*Data records:*
-*-

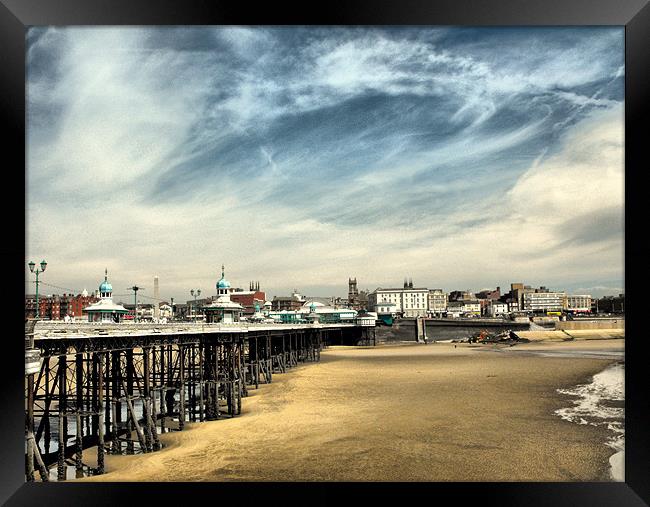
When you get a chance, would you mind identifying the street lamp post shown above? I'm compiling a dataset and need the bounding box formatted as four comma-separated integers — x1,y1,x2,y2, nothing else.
28,260,47,319
190,289,201,322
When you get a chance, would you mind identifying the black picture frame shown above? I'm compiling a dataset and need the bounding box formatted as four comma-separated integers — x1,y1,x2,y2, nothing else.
0,0,650,506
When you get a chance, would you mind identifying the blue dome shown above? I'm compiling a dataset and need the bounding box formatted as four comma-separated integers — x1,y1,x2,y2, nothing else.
99,269,113,292
217,266,230,289
99,280,113,292
217,278,230,289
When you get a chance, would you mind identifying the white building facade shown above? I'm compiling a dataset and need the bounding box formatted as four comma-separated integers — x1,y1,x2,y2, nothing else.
368,287,429,317
429,289,447,316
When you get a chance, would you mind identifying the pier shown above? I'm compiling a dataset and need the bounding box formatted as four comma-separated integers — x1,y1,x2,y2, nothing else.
25,319,375,481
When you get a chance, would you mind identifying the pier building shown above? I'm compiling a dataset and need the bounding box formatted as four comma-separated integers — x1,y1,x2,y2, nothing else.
368,280,429,317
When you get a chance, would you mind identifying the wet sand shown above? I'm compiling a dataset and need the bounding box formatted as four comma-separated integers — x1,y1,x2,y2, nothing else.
82,340,624,482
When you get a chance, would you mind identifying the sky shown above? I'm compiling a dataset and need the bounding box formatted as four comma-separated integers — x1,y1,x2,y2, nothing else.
25,27,625,302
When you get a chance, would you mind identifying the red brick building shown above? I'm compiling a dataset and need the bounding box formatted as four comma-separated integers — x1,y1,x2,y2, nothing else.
25,293,99,320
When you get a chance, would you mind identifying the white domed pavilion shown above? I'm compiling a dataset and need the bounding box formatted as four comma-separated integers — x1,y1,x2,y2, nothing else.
83,269,129,323
203,265,244,324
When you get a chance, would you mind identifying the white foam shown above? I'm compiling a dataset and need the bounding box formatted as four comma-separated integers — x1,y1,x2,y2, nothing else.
555,363,625,481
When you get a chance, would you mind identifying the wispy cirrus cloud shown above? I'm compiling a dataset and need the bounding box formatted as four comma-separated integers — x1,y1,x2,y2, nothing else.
27,27,624,299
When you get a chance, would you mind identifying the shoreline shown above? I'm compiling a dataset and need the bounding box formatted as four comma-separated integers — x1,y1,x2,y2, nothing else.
79,340,624,482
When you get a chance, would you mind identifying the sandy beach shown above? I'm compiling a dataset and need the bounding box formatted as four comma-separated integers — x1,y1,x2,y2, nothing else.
82,339,624,482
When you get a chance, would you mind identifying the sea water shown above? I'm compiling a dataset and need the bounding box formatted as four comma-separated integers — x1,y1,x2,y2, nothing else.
555,362,625,481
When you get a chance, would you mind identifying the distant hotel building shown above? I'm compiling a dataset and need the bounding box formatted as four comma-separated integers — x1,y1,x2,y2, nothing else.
84,270,129,322
368,280,429,317
564,294,591,313
523,287,566,312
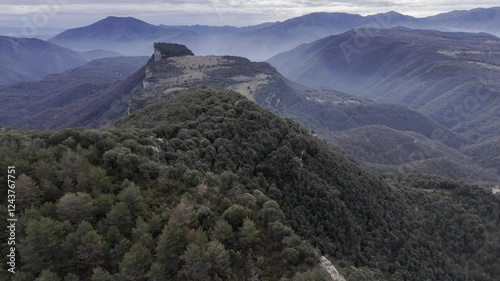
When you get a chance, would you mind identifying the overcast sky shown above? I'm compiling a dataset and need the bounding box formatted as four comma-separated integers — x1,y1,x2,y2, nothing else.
0,0,500,28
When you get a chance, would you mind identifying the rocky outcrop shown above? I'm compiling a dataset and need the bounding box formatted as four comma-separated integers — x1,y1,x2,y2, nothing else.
320,256,346,281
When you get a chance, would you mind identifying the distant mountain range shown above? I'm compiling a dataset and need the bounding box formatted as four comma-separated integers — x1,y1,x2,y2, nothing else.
0,57,148,129
49,17,196,55
269,27,500,178
5,42,494,180
0,36,123,85
45,8,500,60
269,28,500,138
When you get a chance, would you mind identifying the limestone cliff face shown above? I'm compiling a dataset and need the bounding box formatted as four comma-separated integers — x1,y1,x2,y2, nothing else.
129,43,296,111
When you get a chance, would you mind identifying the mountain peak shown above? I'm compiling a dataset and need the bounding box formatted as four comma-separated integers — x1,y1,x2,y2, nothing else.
154,42,194,61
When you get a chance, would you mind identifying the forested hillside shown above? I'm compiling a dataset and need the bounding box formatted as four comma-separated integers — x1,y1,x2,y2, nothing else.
0,87,500,281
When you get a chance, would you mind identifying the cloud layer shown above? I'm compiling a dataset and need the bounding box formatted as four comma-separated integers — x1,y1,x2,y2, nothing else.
0,0,499,26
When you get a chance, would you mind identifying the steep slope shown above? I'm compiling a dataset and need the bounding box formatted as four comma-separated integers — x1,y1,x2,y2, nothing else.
46,8,500,61
42,45,460,146
422,7,500,36
463,137,500,175
213,8,500,60
20,44,491,180
0,36,86,85
330,126,499,181
49,17,196,55
269,28,500,138
0,88,500,281
0,57,148,129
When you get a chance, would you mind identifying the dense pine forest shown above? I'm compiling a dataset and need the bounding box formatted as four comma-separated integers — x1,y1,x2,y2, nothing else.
0,87,500,281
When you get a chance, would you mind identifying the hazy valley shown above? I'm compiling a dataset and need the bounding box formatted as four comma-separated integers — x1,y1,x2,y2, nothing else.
0,5,500,281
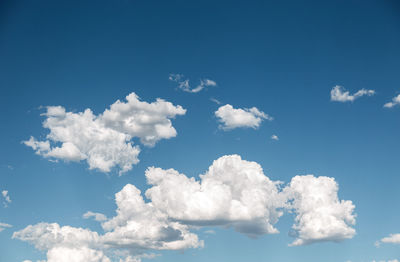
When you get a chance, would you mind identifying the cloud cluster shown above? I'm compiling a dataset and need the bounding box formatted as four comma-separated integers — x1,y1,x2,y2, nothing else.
331,85,375,102
13,155,355,262
284,175,355,246
383,95,400,108
168,74,217,93
214,104,273,130
0,222,12,232
1,190,11,207
24,93,186,173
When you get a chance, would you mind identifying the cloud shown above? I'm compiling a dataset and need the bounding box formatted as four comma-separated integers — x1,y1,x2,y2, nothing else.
284,175,355,246
82,211,107,222
375,234,400,246
0,222,12,232
331,85,375,102
13,155,355,262
168,74,217,93
271,135,279,141
146,155,284,236
383,95,400,108
210,97,222,105
23,93,186,174
215,104,273,130
1,190,11,207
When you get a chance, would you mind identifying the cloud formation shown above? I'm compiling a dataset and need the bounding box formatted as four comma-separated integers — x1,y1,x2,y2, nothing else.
168,74,217,93
376,234,400,246
0,222,12,232
1,190,11,207
214,104,273,130
23,93,186,174
284,175,356,246
383,95,400,108
13,155,355,262
331,85,375,102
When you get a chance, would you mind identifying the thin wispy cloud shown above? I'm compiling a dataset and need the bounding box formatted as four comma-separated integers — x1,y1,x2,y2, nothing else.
383,95,400,108
1,190,11,207
214,104,273,131
168,74,217,93
331,85,375,103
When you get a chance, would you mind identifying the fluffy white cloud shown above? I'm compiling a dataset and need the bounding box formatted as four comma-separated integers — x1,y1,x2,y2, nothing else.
331,86,375,102
146,155,284,236
13,155,355,262
284,175,355,246
168,74,217,93
1,190,11,207
215,104,273,130
82,211,107,222
383,95,400,108
0,222,12,232
24,93,186,174
376,234,400,246
271,135,279,141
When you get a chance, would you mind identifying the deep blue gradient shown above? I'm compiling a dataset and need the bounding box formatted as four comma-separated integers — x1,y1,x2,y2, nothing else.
0,0,400,262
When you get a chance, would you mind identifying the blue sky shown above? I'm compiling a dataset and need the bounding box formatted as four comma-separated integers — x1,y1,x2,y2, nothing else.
0,0,400,262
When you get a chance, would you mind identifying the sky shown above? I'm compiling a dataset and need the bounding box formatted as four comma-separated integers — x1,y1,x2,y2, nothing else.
0,0,400,262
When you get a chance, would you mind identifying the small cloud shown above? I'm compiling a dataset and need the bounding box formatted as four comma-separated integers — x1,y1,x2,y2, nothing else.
383,95,400,108
214,104,273,131
271,135,279,141
210,97,221,105
0,222,12,232
168,74,217,93
1,190,11,207
82,211,107,222
331,85,375,103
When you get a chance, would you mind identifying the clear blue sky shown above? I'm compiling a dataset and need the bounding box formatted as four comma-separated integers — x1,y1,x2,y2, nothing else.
0,0,400,262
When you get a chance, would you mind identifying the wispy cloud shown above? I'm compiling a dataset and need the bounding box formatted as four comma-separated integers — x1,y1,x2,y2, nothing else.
331,85,375,103
383,95,400,108
1,190,11,207
214,104,273,130
168,74,217,93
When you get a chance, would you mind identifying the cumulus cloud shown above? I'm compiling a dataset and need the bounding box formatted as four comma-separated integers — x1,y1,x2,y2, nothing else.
284,175,355,246
1,190,11,207
271,135,279,141
215,104,273,130
13,155,355,262
146,155,284,236
375,234,400,246
168,74,217,93
383,95,400,108
331,85,375,102
82,211,107,222
24,93,186,174
0,222,12,232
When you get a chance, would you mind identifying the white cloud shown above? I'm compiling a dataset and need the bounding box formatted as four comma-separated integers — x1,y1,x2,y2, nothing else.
331,85,375,102
1,190,11,207
271,135,279,141
0,222,12,232
284,175,355,246
375,234,400,246
168,74,217,93
82,211,107,222
146,155,284,236
215,104,273,130
24,93,186,174
13,155,355,262
383,95,400,108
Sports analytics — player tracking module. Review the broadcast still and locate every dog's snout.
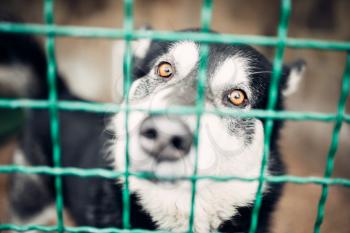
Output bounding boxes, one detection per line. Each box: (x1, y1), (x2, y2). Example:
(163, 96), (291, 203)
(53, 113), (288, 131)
(140, 116), (193, 161)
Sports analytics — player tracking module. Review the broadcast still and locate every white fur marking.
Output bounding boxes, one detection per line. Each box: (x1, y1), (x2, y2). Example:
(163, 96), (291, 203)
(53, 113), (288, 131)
(282, 67), (305, 96)
(168, 41), (199, 78)
(0, 64), (36, 97)
(211, 55), (248, 92)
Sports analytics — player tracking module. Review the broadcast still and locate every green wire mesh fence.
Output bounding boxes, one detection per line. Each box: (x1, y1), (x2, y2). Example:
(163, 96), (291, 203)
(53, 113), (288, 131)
(0, 0), (350, 233)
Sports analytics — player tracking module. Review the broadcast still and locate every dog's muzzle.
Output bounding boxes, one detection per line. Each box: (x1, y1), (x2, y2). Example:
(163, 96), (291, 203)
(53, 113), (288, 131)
(139, 116), (193, 162)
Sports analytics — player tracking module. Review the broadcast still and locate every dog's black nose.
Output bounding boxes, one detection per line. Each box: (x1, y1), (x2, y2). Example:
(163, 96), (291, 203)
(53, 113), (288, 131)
(140, 116), (193, 161)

-*-

*Instructions to follow:*
Please shift every bounding-box coordinate in the answers up by 30 and write out only the material starting at the line that contains "When you get a chance, would you mind identifying the mountain" and ending at the line that contains "0,5,500,281", both of those lines included. Reproduce the requests in that stretch unchanged.

*Result:*
When you get a chance, would you mind identifying the mountain peak shown above? I'm compiling a dataset and need the bounding box formatted as four comma-separated integers — x1,y1,x2,y2, nothing else.
184,72,224,91
When you get a chance, would you mind identifying the forested hillside shown above? I'm compiling a dataset and need the bounding box formatted as four comma-separated integers — x1,y1,x2,y2, nothing else.
30,117,530,311
When you get a chance, would you mind identifying the cloud layer shown above? I'm compiling a dataset and need the bounding box formatted as four comma-separated integers — x1,y1,x2,y2, nothing else.
30,30,529,56
When you get a chance, would you mind identifying the steep slope shown above? I'm compiling a dataset and need the bounding box formatted as four comma-separated integers — x1,y1,x2,y2, nothing else.
76,38,530,91
72,75,490,176
452,37,530,66
493,167,530,205
243,38,530,90
50,74,521,210
30,66,116,115
360,156,529,211
79,47,226,85
299,58,530,168
30,118,530,311
30,87,178,159
When you get a chance, would you mind identifying the dense pine forest shown above? I'm compiling a dataset and need the bounding box formatted as four comma-separated integers — x1,y1,x2,y2, nothing else.
30,117,530,311
When you get a chance, would you mind identifying the hazy valley shown above? I'm compiling a dataset and need the bounding box formatted as four comma-separated integers — x1,y1,x2,y2, nothing else.
30,35,530,311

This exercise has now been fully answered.